____ Lesetext
Original : Französisch, 2011
INHALT :
Eines Sonntagnachmittages erfährt die zehnjährige Annie beim zufälligen Aufschnappen eines Gespräches, dass sie nicht Einzelkind ist. Vor ihrer Geburt verloren ihre Eltern eine erste Tochter durch die Diphterie, die in den 30iger Jahren wütete. Niemals mehr danach wird sie auch nur ein einziges Wort über diese ihre unbekannte Schwester hören, von der die nur eine schlechte Kopie zu sein scheint. Plötzlich erscheint ihre Rolle in der Familie in ganz anderem Licht. Rolle und Familiengeheimnis, über die sie nie wird sprechen können mit ihren eigenen Eltern.
60 Jahre später erlaubt es dieser an ihre Schwester gerichtete Brief sich an ihre Vorgängerin zu erinnern und sogar die Ursprünge ihrer Berufung als Schriftstellerin dort auszumachen.
________
____ Arbeitsmaterial
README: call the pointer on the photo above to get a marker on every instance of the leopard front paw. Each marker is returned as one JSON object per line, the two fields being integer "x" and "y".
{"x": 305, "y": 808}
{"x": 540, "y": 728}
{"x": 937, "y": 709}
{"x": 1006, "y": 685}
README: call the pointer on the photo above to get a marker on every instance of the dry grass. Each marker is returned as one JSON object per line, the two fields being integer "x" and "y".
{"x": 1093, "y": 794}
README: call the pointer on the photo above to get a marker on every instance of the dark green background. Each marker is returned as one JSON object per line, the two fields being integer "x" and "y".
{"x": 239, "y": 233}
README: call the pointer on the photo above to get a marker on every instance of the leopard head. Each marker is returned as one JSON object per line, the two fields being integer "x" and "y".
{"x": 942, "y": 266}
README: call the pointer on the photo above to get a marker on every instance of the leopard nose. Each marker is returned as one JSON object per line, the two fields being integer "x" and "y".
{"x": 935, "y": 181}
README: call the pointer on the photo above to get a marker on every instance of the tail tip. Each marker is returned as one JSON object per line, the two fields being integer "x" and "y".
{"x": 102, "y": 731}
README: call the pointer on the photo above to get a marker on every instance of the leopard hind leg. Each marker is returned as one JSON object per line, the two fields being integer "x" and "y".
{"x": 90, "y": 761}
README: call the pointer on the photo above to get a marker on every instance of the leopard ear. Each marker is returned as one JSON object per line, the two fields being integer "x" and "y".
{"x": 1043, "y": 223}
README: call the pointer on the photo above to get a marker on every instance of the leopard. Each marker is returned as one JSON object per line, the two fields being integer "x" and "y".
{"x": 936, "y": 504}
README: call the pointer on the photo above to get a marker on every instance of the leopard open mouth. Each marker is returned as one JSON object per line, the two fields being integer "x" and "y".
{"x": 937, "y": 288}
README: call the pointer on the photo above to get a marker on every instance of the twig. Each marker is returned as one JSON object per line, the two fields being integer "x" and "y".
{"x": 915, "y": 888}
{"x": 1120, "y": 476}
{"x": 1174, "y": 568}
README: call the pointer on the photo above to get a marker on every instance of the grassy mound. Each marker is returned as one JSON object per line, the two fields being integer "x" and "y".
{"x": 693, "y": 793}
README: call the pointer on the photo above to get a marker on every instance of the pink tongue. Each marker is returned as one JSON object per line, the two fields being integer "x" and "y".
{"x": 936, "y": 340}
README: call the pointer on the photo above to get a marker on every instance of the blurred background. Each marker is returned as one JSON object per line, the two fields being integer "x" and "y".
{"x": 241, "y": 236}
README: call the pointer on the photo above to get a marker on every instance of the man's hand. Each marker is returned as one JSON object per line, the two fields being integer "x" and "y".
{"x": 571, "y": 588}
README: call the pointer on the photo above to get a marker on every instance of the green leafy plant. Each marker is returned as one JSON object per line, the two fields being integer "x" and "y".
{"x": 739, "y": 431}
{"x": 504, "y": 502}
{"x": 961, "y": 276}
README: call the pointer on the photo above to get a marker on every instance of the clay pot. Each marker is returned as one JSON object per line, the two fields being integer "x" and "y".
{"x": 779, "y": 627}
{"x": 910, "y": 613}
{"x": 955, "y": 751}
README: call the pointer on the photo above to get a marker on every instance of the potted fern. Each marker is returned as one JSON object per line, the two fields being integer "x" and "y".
________
◆ **Zur Aufgabe**:
Führe die Inhaltsangabe über Annie und ihre verstorbene Schwester im Anschluss an ihren letzten Satz weiter. Die gespeicherten Zeilen werden hier nicht gebraucht.

◆ **Lösung**:
BEMERKUNGEN :
Das ist schon harter Tobak : mit zehn Jahren beiläufig zu erlauschen, dass es da eine Schwester vor der eigenen Geburt gab. Mehr noch : diese wäre die « nettere und fromme » gewesen, gestorben in purer Selbsthingabe – so die kindliche Vorstellung – wie die kleine Therese von Lisieux, deren Bild so offensichtlich im Wohnzimmer thront und die große, kleine Heilige Frankreichs ist. Wie kann das nicht das eigene Bild erschüttern und, in Erweiterung dessen, auch die Wahrnehmung der Eltern ? Diese werden bis zu ihrem Tode, Jahrzehnte später, nie vor Annie erwähnen, dass es vor ihr also Ginette gab.
Verdankt man also sein eigenes Leben hier dem Tode einer anderen, nahezu Unbekannten?
Dieser Brief an die tote, ältere Schwester erschien in Frankreich in einer Reihe von Werken unter dem Titel : Welchen Brief haben Sie nie geschrieben und abgesandt ? Steht für die nun an die siebzigjährige Annie Ernaux alles schon seit Jahren fest, oder erlaubte es ihr dieses Projekt, einem Familiengeheimnis nachzugehen und sich selbst dabei auf die Spur zu kommen ?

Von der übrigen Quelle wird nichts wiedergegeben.